== INSTRUCTIONS FOR THE TASK ==
Output each line of the data below as a JSON list of strings, one string per line with blank lines omitted, from the start of the data up to and including the line that contains "[339,291,612,408]".

== GIVEN RECORDS ==
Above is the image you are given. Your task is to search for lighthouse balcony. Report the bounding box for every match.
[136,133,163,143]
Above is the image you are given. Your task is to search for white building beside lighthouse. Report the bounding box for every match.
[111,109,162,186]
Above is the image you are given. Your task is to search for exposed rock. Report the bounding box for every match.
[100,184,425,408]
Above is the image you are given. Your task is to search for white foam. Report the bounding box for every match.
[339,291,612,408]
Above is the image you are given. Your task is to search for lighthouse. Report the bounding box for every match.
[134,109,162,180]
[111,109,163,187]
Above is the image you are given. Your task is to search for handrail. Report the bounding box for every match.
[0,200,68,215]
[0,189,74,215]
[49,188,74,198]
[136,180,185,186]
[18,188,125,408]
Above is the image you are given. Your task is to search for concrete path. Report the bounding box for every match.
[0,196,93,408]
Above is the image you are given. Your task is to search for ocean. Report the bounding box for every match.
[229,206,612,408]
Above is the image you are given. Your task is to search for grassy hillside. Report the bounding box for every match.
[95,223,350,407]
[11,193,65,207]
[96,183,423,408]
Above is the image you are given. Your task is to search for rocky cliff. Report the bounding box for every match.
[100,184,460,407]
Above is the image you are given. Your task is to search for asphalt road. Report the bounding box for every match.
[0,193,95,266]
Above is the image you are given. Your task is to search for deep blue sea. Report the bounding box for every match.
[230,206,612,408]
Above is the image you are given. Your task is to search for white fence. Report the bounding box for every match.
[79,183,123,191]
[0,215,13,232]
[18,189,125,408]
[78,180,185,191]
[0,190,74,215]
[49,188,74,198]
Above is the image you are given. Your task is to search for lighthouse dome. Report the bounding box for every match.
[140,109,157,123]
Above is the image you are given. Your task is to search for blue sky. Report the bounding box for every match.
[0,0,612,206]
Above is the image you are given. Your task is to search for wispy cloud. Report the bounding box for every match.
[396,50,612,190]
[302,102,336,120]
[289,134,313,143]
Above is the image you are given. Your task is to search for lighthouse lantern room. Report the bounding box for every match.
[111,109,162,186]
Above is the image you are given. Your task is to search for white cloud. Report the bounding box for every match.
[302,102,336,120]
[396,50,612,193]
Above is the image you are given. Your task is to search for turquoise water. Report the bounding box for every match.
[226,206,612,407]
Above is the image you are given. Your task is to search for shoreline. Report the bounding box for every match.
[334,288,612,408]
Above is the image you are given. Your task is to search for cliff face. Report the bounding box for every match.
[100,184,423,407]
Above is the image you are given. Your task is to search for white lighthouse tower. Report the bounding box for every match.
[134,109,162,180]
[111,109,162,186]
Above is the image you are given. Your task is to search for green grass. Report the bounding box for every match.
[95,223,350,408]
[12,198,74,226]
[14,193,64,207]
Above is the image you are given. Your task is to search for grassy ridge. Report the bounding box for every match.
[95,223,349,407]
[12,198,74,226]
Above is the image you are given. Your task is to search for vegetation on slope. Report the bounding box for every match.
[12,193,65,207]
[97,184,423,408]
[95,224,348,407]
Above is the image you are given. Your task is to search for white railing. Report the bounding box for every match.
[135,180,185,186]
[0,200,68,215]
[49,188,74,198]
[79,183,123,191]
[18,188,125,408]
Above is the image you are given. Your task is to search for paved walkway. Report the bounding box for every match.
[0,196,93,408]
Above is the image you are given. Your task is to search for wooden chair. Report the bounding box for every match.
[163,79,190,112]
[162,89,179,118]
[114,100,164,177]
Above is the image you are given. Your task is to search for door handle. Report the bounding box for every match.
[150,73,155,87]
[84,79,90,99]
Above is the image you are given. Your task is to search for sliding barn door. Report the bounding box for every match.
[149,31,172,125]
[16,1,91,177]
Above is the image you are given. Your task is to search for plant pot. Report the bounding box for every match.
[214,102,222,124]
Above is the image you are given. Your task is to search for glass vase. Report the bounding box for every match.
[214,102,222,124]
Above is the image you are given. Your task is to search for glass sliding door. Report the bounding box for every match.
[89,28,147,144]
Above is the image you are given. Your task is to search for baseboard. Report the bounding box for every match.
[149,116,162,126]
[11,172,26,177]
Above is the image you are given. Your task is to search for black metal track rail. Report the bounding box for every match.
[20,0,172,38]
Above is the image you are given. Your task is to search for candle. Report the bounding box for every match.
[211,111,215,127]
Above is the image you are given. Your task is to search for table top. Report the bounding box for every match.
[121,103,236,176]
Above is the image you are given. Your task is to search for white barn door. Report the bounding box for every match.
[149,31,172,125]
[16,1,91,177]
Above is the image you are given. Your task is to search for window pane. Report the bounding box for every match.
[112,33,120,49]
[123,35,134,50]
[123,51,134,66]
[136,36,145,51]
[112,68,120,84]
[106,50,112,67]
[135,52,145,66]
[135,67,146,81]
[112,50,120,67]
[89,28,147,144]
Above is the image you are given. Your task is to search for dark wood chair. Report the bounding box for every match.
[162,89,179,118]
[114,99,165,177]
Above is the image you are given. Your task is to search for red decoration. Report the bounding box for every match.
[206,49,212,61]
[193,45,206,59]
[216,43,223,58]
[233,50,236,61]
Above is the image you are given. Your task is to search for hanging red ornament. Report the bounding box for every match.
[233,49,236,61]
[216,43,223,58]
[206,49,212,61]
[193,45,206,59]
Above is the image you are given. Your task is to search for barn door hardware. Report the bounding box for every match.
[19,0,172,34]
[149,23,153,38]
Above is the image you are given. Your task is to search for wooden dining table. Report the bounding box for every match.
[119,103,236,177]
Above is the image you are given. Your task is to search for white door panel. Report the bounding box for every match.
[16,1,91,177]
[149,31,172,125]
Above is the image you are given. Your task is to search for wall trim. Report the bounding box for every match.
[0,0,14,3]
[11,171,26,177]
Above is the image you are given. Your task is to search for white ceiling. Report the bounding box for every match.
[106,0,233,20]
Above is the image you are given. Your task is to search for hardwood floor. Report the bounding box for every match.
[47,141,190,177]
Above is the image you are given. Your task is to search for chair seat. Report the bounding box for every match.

== RESPONSE TO THE EXERCISE ==
[
  "Above is the image you are given. Your task is to search for lighthouse balcony. Report the bounding box for every match.",
  "[136,133,163,143]",
  "Above is the image you are given. Your task is to search for white building beside lighthouse. Report the bounding box for every match.",
  "[111,109,162,186]",
  "Above is the image you are given. Your task is to search for exposed rock. Report the bounding box for every match.",
  "[100,184,425,408]",
  "Above is the image you are given. Your task is to search for white foam. Report the bounding box for every match.",
  "[339,291,612,408]"
]